* **Исходные данные**:
————

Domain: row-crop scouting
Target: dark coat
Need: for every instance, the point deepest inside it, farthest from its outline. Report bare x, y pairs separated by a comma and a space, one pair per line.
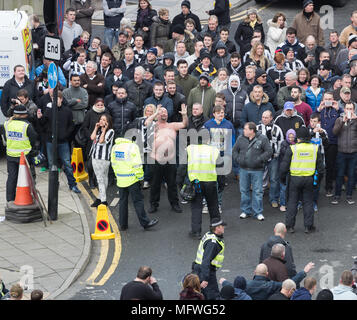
244, 33
277, 269
123, 113
11, 89
252, 154
221, 10
94, 90
84, 15
301, 294
159, 32
138, 93
265, 252
261, 288
181, 18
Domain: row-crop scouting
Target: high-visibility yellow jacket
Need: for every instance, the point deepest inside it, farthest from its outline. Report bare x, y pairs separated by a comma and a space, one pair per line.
126, 162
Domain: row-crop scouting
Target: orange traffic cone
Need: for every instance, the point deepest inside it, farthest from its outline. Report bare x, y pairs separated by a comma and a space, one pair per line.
23, 191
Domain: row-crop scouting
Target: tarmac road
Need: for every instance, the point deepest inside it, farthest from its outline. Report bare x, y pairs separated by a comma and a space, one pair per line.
170, 252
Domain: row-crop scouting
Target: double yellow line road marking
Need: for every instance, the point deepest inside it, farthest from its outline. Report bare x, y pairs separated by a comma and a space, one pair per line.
104, 246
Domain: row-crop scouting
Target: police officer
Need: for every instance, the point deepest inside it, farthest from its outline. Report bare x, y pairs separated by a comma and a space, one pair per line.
201, 169
20, 137
303, 160
128, 169
209, 258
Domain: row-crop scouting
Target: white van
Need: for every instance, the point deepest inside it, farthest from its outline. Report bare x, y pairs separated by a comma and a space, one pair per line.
15, 48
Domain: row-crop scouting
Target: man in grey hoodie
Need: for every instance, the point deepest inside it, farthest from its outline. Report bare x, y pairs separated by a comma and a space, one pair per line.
344, 290
71, 29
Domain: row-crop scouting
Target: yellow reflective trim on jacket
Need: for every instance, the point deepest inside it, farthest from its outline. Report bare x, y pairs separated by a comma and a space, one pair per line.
218, 260
303, 161
201, 163
126, 162
17, 140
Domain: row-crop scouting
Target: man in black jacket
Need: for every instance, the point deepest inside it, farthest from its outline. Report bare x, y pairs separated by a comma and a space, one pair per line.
122, 111
251, 151
143, 287
12, 86
279, 237
221, 10
138, 90
184, 15
302, 160
65, 118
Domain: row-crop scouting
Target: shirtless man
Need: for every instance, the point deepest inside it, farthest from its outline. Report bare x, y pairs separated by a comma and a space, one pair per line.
163, 152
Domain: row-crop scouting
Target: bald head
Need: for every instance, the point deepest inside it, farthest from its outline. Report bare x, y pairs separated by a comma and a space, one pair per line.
261, 270
280, 230
278, 251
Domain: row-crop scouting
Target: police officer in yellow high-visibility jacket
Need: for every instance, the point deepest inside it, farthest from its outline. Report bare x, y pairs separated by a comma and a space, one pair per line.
302, 160
128, 169
20, 137
201, 167
209, 258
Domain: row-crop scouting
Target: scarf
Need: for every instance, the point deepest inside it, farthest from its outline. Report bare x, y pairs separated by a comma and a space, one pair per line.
198, 121
308, 15
142, 15
98, 110
252, 23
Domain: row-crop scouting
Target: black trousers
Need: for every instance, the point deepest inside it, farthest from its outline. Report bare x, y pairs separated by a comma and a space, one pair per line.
331, 161
208, 191
211, 292
12, 174
138, 200
161, 172
300, 186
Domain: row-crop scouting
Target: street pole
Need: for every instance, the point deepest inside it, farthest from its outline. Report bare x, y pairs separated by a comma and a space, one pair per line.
53, 183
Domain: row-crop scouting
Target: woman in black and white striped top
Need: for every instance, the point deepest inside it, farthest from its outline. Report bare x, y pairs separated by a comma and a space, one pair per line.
102, 137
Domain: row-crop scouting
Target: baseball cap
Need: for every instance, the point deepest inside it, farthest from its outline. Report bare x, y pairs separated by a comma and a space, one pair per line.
345, 90
289, 105
215, 222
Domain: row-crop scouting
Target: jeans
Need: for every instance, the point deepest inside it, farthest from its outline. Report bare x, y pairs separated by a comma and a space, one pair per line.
64, 154
252, 204
273, 171
235, 165
138, 201
110, 35
345, 160
101, 170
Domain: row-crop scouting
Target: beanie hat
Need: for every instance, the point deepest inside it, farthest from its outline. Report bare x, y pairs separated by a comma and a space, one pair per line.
204, 75
259, 72
153, 50
186, 4
289, 105
251, 11
352, 38
20, 109
306, 3
325, 294
240, 283
325, 65
227, 292
204, 53
303, 133
178, 29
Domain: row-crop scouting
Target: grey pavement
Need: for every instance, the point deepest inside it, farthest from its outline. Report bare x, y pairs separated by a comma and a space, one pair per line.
56, 255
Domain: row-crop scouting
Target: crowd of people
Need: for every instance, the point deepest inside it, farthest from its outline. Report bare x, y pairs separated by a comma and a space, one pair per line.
257, 98
275, 278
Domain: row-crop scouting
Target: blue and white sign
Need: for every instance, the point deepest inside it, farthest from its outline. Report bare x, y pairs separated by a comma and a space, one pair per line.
52, 76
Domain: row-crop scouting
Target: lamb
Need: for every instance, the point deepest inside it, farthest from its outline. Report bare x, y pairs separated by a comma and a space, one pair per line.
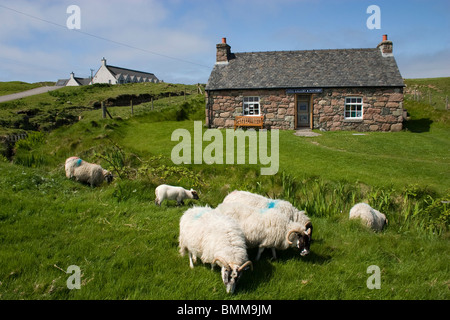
267, 228
283, 206
374, 219
166, 192
215, 239
86, 172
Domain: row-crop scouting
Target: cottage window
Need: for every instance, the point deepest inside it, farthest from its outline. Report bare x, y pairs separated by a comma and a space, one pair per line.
251, 106
353, 108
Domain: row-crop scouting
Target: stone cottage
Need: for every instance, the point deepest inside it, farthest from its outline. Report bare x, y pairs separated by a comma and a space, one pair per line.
342, 89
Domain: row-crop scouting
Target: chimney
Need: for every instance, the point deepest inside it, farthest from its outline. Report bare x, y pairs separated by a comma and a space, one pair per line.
223, 52
385, 47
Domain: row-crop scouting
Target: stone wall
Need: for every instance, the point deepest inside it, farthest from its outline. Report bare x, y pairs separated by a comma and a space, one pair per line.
382, 108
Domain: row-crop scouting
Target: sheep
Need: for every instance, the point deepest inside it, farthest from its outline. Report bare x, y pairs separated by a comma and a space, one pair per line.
215, 239
266, 228
86, 172
372, 218
283, 206
166, 192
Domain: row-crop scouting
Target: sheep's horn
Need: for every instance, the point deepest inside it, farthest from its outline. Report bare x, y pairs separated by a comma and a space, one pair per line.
246, 264
224, 263
289, 234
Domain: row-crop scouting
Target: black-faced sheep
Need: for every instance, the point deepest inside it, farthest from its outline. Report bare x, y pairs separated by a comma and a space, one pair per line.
282, 206
265, 228
372, 218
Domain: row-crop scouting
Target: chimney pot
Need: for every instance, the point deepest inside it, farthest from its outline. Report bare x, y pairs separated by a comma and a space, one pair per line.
385, 47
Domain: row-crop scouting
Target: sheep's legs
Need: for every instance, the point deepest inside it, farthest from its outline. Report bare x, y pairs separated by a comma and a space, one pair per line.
274, 255
261, 249
191, 263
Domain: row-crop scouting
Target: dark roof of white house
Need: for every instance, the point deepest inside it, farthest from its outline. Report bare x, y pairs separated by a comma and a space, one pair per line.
307, 68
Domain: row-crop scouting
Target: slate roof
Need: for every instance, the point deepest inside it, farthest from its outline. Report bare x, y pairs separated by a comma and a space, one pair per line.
307, 68
116, 71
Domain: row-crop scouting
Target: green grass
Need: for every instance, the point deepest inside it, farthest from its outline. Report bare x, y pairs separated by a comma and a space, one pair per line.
127, 248
435, 90
47, 111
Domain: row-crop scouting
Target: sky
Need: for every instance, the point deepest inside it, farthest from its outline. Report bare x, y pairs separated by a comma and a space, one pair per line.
176, 39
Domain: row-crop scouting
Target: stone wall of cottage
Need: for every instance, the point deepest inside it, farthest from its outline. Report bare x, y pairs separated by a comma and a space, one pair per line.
382, 108
276, 106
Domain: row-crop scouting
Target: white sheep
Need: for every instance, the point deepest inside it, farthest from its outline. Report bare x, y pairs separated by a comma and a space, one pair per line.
166, 192
265, 228
372, 218
215, 238
283, 206
86, 172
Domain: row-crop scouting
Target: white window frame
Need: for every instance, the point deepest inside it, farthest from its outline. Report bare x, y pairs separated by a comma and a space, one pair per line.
352, 105
250, 105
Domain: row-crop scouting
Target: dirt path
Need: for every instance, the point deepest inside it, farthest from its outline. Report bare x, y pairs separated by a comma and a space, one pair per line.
27, 93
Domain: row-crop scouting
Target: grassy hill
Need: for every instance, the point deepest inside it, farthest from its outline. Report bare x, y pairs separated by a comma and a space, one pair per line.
126, 247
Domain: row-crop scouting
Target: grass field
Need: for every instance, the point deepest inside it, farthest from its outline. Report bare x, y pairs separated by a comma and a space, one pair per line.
127, 248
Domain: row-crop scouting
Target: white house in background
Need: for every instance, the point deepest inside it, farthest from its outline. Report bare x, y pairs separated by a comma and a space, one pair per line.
116, 75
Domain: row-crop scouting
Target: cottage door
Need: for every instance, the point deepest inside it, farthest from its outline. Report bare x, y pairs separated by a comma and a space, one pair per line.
303, 114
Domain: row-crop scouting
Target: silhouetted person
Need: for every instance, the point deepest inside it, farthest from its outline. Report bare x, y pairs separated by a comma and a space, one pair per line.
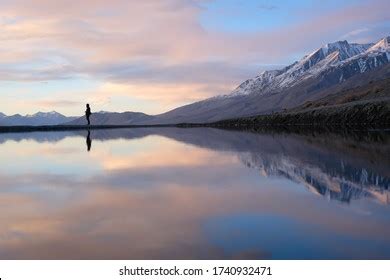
89, 141
88, 113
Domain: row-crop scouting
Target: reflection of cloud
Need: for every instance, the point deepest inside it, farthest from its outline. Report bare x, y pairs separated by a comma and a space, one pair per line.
267, 7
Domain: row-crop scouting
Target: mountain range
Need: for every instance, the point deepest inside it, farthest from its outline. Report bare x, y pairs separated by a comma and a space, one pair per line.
332, 68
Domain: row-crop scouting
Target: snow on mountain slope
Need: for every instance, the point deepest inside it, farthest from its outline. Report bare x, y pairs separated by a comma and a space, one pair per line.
333, 67
329, 55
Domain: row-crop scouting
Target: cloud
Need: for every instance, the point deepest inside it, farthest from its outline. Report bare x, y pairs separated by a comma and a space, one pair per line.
161, 44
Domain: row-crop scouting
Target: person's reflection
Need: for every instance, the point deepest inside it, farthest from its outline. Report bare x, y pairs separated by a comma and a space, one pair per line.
89, 141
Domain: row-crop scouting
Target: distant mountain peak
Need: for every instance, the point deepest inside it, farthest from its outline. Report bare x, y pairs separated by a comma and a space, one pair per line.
382, 46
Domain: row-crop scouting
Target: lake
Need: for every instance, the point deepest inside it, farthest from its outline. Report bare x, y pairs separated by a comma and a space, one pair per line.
194, 193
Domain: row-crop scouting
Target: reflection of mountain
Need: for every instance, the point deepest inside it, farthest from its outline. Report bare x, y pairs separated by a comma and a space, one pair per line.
341, 167
343, 183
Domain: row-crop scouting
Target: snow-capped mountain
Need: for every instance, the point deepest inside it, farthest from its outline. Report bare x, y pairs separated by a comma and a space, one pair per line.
333, 67
309, 66
40, 118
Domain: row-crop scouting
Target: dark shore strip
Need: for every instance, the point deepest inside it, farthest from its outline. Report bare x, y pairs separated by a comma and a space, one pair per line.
31, 128
356, 117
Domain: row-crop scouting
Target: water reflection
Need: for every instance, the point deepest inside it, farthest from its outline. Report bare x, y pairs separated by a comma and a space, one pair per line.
194, 193
89, 141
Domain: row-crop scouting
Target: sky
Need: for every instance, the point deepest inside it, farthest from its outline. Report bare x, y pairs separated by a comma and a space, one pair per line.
154, 55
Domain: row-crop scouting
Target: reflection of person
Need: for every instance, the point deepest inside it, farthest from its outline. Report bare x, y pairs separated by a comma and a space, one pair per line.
88, 113
89, 141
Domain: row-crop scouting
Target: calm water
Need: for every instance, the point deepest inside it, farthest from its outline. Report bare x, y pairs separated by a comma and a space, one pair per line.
173, 193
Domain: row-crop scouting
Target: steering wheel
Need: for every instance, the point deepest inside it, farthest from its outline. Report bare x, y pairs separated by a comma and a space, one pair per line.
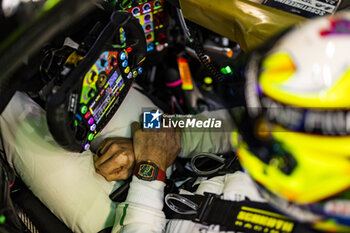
94, 90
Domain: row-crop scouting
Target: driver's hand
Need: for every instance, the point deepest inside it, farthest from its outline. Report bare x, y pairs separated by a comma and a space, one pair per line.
116, 160
159, 146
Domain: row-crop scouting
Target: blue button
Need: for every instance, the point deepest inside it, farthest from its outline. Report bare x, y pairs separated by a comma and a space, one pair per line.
93, 127
150, 47
78, 117
125, 63
129, 75
87, 146
123, 56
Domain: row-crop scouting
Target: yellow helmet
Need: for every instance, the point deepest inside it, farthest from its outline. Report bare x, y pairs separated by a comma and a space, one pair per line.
294, 135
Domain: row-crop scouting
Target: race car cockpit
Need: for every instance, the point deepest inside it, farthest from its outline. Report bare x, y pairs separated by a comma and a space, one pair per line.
75, 72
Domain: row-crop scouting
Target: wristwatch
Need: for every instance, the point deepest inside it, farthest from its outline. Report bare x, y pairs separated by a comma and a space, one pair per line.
146, 170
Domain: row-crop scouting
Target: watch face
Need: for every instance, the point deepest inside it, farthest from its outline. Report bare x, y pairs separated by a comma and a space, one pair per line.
146, 171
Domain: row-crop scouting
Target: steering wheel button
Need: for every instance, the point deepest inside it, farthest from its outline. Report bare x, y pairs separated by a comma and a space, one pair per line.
92, 93
90, 137
125, 63
91, 121
123, 56
93, 127
103, 62
84, 109
87, 146
87, 115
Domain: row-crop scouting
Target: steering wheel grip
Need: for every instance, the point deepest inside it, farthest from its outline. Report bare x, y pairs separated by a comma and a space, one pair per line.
59, 118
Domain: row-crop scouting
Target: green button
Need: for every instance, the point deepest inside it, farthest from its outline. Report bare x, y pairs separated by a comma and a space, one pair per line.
208, 80
84, 109
127, 69
2, 219
226, 70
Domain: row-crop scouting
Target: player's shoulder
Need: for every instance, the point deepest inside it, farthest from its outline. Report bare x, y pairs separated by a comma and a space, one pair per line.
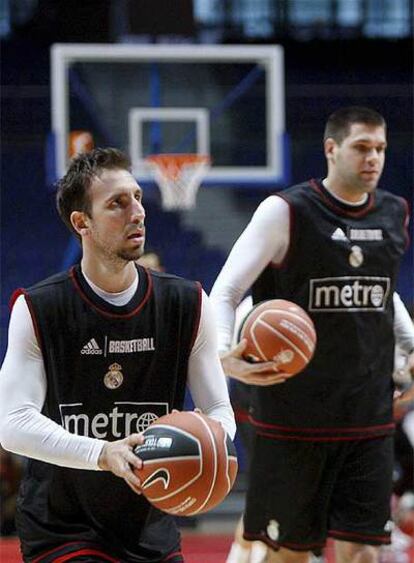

————

Укажите количество строк материала выше, в которых встречается слово «reflection». В ответе приведите только число.

5